La enfermedad está asociada a la muerte. A menudo es un preludio de nuestra partida de este mundo. O la persona enferma está en peligro de muerte, o dada su condición no está realmente viviendo. Ser curado significa poder disfrutar de una vida plena, rica y feliz. Además, Jesús se refiere a sí mismo como médico cuando responde a los fariseos que son los
enfermos los que necesitan un médico, no los sanos, y ordena a sus discípulos que coman con las personas a quienes predican y sanan.
En el Evangelio de hoy, Jesús cura a la mujer con hemorragia. De acuerdo con las leyes de pureza del Antiguo Testamento (Levítico), una persona con un problema de sangre debería permanecer aislada. Además, cualquiera que toque estas cosas será impuro; lavará sus vestidos y se bañará en agua, y será impuro hasta la tarde. La mujer toca a Jesús, lo que es un acto valiente y peligroso, ya que podría haber convertido a Jesús en alguien impuro. En su desesperación, muestra una fe considerable arriesgándose a las consecuencias de romper una regla sagrada, entrando deliberadamente en contacto con otras personas. Pero su fe la hace limpia.
Ella no podía participar en la vida ordinaria de su sociedad, pero Jesús efectivamente la restaura para poder integrarse plenamente en la comunidad. Por lo tanto, recobró la salud física, psicológica, social y espiritual.
Jesús refrena el temor que brota en el corazón de Jairo: No tengas miedo; sólo cree, y ella estará bien. Al interrumpir la curación de la hija de Jairo, la aparición de la mujer con hemorragia no fue simplemente una prueba de paciencia para Jairo. La interrupción significó una ocasión para alentarle, ayudando a fortalecer la fe que ya había mostrado, incluso porque su hija había muerto en esos momentos.

- Tarea A:
Copia del texto sobre la mujer con hemorragia el fragmento que va desde "En el Evangelio" hasta "la hace limpia.".
- Tarea B:
Según el texto sobre la mujer con hemorragia, ¿de qué libro del Antiguo Testamento provienen las leyes de pureza que exigían el aislamiento de una persona con un problema de sangre?
- Tarea C:
Traduce al inglés esta oración del texto sobre la mujer con hemorragia: "Ella no podía participar en la vida ordinaria de su sociedad, pero Jesús efectivamente la restaura para poder integrarse plenamente en la comunidad."

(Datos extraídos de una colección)
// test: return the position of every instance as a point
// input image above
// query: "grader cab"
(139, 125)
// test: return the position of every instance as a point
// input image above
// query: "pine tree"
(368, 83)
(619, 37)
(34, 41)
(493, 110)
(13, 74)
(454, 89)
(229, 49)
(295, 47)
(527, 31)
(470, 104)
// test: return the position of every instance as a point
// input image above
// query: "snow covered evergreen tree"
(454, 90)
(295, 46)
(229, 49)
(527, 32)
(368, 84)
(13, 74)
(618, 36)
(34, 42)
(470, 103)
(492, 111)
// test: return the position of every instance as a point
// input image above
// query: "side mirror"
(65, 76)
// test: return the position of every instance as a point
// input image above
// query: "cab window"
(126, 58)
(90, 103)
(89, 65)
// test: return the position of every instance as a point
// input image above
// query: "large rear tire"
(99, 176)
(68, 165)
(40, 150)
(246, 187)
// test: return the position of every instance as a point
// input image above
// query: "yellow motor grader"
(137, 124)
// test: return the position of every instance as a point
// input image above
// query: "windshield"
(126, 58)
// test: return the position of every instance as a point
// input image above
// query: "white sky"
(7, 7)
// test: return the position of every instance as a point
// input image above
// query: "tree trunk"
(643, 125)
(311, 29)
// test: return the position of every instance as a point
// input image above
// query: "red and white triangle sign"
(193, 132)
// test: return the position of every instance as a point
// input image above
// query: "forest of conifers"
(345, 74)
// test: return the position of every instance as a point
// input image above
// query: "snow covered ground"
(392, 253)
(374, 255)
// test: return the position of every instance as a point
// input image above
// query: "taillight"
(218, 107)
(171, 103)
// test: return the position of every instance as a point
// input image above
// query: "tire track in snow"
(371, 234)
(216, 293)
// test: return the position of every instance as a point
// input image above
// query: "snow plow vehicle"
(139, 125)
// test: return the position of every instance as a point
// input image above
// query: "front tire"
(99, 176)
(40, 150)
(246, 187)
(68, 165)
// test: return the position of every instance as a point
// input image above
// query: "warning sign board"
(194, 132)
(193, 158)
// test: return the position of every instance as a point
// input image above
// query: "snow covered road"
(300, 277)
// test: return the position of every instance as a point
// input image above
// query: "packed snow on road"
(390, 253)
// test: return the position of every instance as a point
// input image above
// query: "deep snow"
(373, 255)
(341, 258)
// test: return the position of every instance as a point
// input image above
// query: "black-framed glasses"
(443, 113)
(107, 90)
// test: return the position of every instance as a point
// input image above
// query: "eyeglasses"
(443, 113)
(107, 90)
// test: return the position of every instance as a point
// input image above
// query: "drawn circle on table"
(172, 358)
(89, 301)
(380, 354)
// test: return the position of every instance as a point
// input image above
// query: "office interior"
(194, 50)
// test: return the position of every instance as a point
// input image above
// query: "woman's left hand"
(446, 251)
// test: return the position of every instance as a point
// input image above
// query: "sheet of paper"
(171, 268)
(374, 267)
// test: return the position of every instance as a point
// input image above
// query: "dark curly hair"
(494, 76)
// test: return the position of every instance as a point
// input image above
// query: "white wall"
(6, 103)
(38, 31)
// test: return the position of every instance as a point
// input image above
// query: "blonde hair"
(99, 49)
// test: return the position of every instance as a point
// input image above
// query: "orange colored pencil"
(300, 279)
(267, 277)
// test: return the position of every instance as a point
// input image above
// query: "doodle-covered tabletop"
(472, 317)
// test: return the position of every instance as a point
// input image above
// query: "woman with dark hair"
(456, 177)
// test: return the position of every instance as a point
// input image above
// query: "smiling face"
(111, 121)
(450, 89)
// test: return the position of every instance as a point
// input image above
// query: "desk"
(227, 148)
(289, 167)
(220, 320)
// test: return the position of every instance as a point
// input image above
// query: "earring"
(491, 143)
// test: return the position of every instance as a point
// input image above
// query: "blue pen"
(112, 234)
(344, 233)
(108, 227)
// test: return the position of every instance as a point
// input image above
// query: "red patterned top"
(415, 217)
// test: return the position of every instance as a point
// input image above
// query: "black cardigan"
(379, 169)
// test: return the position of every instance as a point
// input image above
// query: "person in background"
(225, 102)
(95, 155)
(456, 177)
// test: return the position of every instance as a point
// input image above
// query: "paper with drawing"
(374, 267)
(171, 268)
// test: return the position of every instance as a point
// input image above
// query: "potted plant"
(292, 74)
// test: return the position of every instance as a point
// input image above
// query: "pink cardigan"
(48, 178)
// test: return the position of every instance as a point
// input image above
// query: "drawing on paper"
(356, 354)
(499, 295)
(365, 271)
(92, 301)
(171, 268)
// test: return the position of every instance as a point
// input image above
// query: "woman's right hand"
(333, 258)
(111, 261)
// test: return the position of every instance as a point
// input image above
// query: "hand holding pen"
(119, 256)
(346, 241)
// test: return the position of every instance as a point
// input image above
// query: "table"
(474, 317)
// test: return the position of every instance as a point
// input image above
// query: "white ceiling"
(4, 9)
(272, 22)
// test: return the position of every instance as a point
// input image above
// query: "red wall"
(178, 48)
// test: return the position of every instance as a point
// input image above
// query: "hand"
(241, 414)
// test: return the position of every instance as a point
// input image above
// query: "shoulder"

- Respuesta A:
En el Evangelio de hoy, Jesús cura a la mujer con hemorragia. De acuerdo con las leyes de pureza del Antiguo Testamento (Levítico), una persona con un problema de sangre debería permanecer aislada. Además, cualquiera que toque estas cosas será impuro; lavará sus vestidos y se bañará en agua, y será impuro hasta la tarde. La mujer toca a Jesús, lo que es un acto valiente y peligroso, ya que podría haber convertido a Jesús en alguien impuro. En su desesperación, muestra una fe considerable arriesgándose a las consecuencias de romper una regla sagrada, entrando deliberadamente en contacto con otras personas. Pero su fe la hace limpia.

- Respuesta B:
Del Levítico.

- Respuesta C:
She could not take part in the ordinary life of her society, but Jesus effectively restores her so that she can fully integrate into the community.